Extrait du texte:
+ + + +

Seul Dieu a le pouvoir d’ôter les voiles de vos yeux, et vous ne trouverez pas de réponses ici, à moins qu'Il ne le veuille.

28 mars 2019

LES RUSES DE SATAN (Futuhat-al-Makkiya) Ibn'Arabi



Sache que lorsque les passions dominent l'âme et que les savants recherchent les honneurs auprès des souverains, ils quittent la "route blanche" et se dirigent vers des interprétations (ta'wîlât) laxistes afin de satisfaire les désirs que la passion inspire aux rois de sorte que ces derniers puissent les assouvir en s'appuyant sur un motif légal. Et même si le faqîh (juriste) ne croit pas lui-même au bien-fondé de sa décision, il prononce une fatwa en ce sens.Nous avons vu un grand nombre de ces gens agir comme cela, qu'ils soient d'entre les qâdi ou les fuqahâ'.
Le roi Al-Zâhir Ghâzî, fils du roi Al-Nâsir Salâh al-Dîn Yûsuf b. Ayyûb m'en rapporta un exemple au cours d'une discussion que nous eûmes à ce sujet. Il appela un esclave et lui dit : 
" Apporte-moi le port-feuille (haramdân)".
 Je l'interrogeai : " Qu'y a-t-il dans ce porte-feuille ?"
 Il répondit : " Tu désapprouves les choses blâmables et les injustices qui se passent dans ma cité et dans mon royaume ? Par DIEU, je suis, comme toi, convaincu que tout cela est blâmable ! Néanmoins, ô Maître, il n' y a pas une seule de ces choses blâmables qui ne résulte de la décision rendue par un juriste (faqîh) et d'un écrit de sa main que je possède, l'autorisant. Que la malédiction de DIEU soit sur eux ! Ainsi un juriste, il s'agit d'Untel - et il me désigna le juriste le plus réputé dans son pays pour sa foi et sa vie ascétique - a rendu une fatwa selon laquelle il ne m'est pas prescrit de jeûner pendant le mois de Ramadan en particulier, l'obligation étant seulement de jeûner un mois quelconque de l'année; il me revenait ainsi de choisir celui des mois de l'année que je désirais." 
Le Sultan me dit alors : " Je l'ai maudit intérieurement sans le lui manifester ouvertement parce que c'était Untel" - et il me le nomma.



Sache que DIEU a donné à Satan un pouvoir sur l'imagination. 


Lorsque Satan constate chez un faqîh une inclination vers une passion que DIEU réprouve, il lui suggère une interprétation inhabituelle qui lui fait voir comme bon un acte mauvais et lui facilite la découverte d'une solution accommodante. Satan lui dit : " Les hommes de la première génération [celle des Compagnons du Prophète] se sont acquittés de leurs devoirs religieux en usant de leur jugement personnel (ra'y); les savants se sont servis du raisonnement par analogie en matière de statuts légaux. Ils ont mis à jour les causes (al-'ilal) et ont statué sur les choses dont la Loi ne dit rien, comme ils l'ont fait sur les choses à propos desquelles la Loi est explicite, en s'appuyant sur le fait que ces choses ont une seule et même cause (li l-'illa al-jâmi'a baynahumâ). Or c'est par décision personnelle qu'ils ont établi cette cause."

+ + + +

Documents fournis:
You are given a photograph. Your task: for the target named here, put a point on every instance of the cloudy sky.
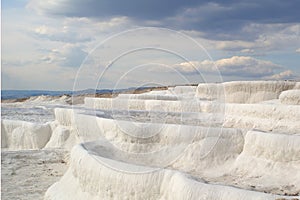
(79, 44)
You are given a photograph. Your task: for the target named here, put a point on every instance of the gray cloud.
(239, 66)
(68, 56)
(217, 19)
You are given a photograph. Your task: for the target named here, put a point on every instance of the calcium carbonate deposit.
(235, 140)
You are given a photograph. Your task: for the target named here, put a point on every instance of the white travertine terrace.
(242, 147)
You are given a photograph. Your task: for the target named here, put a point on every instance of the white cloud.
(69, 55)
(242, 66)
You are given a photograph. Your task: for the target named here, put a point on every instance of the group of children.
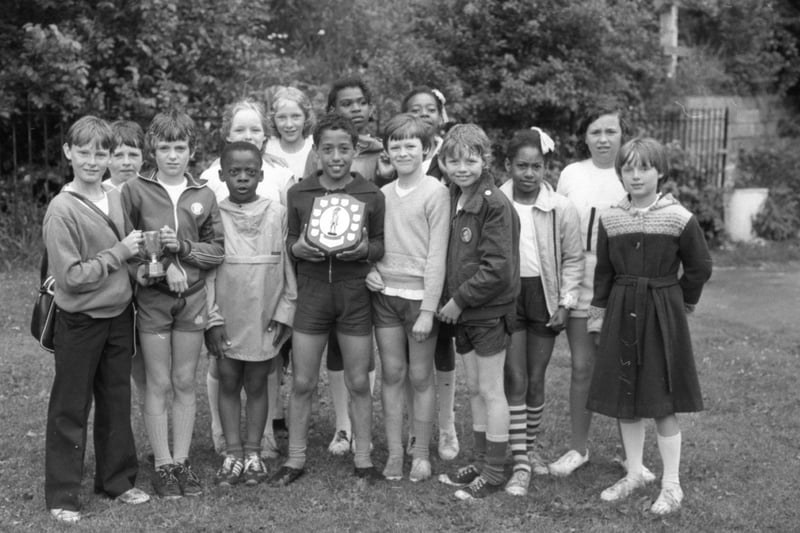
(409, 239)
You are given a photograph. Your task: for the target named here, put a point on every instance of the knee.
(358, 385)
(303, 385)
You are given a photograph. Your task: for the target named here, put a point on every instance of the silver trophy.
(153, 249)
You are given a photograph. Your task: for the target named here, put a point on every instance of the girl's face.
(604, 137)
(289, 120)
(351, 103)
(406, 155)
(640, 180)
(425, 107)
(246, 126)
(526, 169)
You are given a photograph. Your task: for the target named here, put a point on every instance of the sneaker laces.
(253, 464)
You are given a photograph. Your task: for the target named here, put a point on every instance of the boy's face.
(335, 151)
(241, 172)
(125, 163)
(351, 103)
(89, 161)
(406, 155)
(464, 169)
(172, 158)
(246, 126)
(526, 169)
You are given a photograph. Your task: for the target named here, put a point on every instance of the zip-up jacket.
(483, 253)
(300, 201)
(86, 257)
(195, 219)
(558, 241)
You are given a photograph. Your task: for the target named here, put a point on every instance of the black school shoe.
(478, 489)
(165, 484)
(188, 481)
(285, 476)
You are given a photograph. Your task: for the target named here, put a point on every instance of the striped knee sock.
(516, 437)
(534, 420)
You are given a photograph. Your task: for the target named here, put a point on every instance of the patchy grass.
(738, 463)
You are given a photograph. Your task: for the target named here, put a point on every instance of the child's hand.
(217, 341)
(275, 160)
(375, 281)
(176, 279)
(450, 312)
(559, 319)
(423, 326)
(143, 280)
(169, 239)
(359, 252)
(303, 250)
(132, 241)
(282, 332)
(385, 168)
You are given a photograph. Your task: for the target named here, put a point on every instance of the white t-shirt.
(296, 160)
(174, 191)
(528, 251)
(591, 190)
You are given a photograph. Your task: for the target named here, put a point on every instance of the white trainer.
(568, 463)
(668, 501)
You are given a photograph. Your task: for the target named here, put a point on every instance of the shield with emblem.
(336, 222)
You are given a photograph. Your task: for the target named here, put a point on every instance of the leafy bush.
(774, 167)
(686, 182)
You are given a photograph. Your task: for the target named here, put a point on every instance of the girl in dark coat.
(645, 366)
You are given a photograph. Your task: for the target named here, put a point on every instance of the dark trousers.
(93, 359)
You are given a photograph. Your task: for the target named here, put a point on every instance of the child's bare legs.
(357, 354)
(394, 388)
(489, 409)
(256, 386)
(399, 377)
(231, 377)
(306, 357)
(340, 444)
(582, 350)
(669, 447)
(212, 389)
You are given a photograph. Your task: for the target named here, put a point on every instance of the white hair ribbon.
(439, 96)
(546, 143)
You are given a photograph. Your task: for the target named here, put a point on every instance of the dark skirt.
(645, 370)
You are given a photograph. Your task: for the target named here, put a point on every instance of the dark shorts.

+ + + +

Exercices:
A – Reproduisez le passage du texte sur les ruses de Satan en commençant à "Le Sultan me" et en terminant à "pouvoir sur l'imagination.".
B – D'après le texte sur les ruses de Satan, sur quoi Dieu a-t-il donné un pouvoir à Satan ?

Corrigé par exercice:
A –
Le Sultan me dit alors : " Je l'ai maudit intérieurement sans le lui manifester ouvertement parce que c'était Untel" - et il me le nomma.



Sache que DIEU a donné à Satan un pouvoir sur l'imagination.

B – Sur l'imagination.